> PASSAGE GIVEN
▬▬▬▬▬▬▬▬▬▬

That seems like a good option to have to me in any case.

As long as one knows what one is doing... For example somebody might want to 
map-reduce the extra column in, or issue an HBase bulk load just for this 
column. There might be more things. It'd allow to bridge the gap between 
existing data and Phoenix a bit better.

Also one could fat finger the SYSTEM.CATALOG table, and as long as one knows 
the DDL one could cheaply restore it without actually touching the data.
I'd go even further and say that _anywhere_ Phoenix needs to touch every row 
for an operation there should be an option to avoid that - with the caveat that 
you better know what you're doing. Might even be a special connection mode 
only, or something.

Agree with James that in this case it'd be best to include the SYSTEM.CATALOG 
in the backup, though.

-- Lars


----- Original Message -----
From: James Taylor <jamestay...@apache.org>
To: user <user@phoenix.apache.org>
Cc: 
Sent: Sunday, September 28, 2014 5:09 PM
Subject: Re: Recreating SYSTEM.CATALOG metadata

Hi Krishna,
Any reason why the SYSTEM.CATALOG hbase table isn't restored as well
from backup? Yes, if you try to re-create the SYSTEM.CATALOG by
re-issuing your DDL statement, Phoenix won't know that the tables were
Phoenix tables before, so will try to add the empty key value to each
row. It's possible that an option could be made to avoid this, but
it'd be good to understand a bit more why this is needed.

▬▬▬▬▬▬▬▬▬▬

(Location labeling records)
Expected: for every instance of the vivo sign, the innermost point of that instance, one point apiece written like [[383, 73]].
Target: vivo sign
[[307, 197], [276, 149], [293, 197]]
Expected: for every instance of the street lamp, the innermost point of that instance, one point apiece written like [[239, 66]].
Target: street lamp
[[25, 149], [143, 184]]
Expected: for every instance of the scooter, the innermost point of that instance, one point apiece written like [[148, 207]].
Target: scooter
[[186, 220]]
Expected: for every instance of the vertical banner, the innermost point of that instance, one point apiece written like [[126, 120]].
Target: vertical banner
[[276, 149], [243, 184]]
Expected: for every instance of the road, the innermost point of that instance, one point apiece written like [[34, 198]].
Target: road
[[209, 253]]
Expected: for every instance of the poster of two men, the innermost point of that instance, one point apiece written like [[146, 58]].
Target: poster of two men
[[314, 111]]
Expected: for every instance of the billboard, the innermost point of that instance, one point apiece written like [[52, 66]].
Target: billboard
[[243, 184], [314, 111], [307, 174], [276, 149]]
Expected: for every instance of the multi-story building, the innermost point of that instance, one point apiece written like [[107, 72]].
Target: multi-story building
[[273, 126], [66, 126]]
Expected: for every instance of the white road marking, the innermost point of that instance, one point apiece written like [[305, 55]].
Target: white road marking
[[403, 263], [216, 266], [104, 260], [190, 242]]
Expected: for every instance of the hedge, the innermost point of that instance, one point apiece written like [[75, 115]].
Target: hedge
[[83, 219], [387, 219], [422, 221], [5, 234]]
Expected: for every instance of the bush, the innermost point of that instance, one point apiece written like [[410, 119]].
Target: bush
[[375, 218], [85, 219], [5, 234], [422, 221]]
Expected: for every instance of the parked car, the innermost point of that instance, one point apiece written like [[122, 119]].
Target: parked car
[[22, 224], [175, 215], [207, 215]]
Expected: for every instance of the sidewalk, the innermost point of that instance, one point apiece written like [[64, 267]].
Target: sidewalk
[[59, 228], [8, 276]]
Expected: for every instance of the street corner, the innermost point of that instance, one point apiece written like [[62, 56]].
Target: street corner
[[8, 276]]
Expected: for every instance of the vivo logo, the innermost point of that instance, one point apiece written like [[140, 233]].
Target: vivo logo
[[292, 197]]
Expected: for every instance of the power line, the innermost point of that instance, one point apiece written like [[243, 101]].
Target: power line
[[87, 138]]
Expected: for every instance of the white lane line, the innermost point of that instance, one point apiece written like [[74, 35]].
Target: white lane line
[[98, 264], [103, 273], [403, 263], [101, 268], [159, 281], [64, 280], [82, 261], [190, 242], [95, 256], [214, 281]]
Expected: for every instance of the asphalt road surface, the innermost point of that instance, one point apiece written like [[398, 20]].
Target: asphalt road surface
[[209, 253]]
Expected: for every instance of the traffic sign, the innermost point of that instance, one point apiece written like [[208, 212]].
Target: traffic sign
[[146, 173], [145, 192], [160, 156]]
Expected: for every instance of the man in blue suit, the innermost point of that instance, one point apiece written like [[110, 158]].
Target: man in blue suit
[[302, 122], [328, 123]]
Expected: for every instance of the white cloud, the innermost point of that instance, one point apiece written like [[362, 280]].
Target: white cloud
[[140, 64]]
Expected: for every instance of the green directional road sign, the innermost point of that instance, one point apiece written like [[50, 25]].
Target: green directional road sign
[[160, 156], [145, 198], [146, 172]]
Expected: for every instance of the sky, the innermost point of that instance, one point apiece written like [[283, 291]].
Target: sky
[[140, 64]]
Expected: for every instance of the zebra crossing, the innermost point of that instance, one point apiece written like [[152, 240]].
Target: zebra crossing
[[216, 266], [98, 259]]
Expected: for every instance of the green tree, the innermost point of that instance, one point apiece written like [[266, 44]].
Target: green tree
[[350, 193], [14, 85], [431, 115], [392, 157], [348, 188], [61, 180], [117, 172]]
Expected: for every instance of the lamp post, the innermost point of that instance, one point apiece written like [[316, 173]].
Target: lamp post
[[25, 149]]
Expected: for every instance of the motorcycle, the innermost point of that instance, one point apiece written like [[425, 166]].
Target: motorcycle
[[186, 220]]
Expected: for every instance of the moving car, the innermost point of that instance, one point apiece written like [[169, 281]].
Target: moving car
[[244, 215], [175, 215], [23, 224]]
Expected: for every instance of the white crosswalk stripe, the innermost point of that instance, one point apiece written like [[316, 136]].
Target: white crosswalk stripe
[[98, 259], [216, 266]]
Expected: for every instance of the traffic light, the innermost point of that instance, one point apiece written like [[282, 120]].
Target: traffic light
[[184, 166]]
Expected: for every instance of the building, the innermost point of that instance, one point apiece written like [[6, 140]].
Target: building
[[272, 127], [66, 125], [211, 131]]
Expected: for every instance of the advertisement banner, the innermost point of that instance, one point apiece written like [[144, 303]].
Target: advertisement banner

▬▬▬▬▬▬▬▬▬▬

> REQUIRED ACTIONS
(A) Summarize the email thread in two sentences.
(B) Using the email thread, answer each question briefly.
(i) On what day and date was James Taylor's message sent?
(ii) According to Lars, what could one cheaply restore without touching the data, as long as one knows the DDL?
(iii) What does Lars say the option to avoid touching every row might even be limited to?
(C) Translate this sentence from the email thread into Spanish: "Agree with James that in this case it'd be best to include the SYSTEM.CATALOG in the backup, though."
The location labeling data plays no part in any of the tasks.

> RESPONSES PER TASK
(A) James Taylor explains that re-creating SYSTEM.CATALOG by re-issuing the DDL makes Phoenix try to add the empty key value to each row, because it won't know the tables were Phoenix tables before, and he asks why SYSTEM.CATALOG isn't restored from backup too. Lars replies that an option to avoid touching every row would be good to have, since it would help bridge existing data and Phoenix, but he agrees that in this case it'd be best to include SYSTEM.CATALOG in the backup.

(B)
(i) Sunday, September 28, 2014.
(ii) The SYSTEM.CATALOG table.
(iii) A special connection mode.

(C) Aun así, coincido con James en que en este caso sería mejor incluir SYSTEM.CATALOG en la copia de seguridad.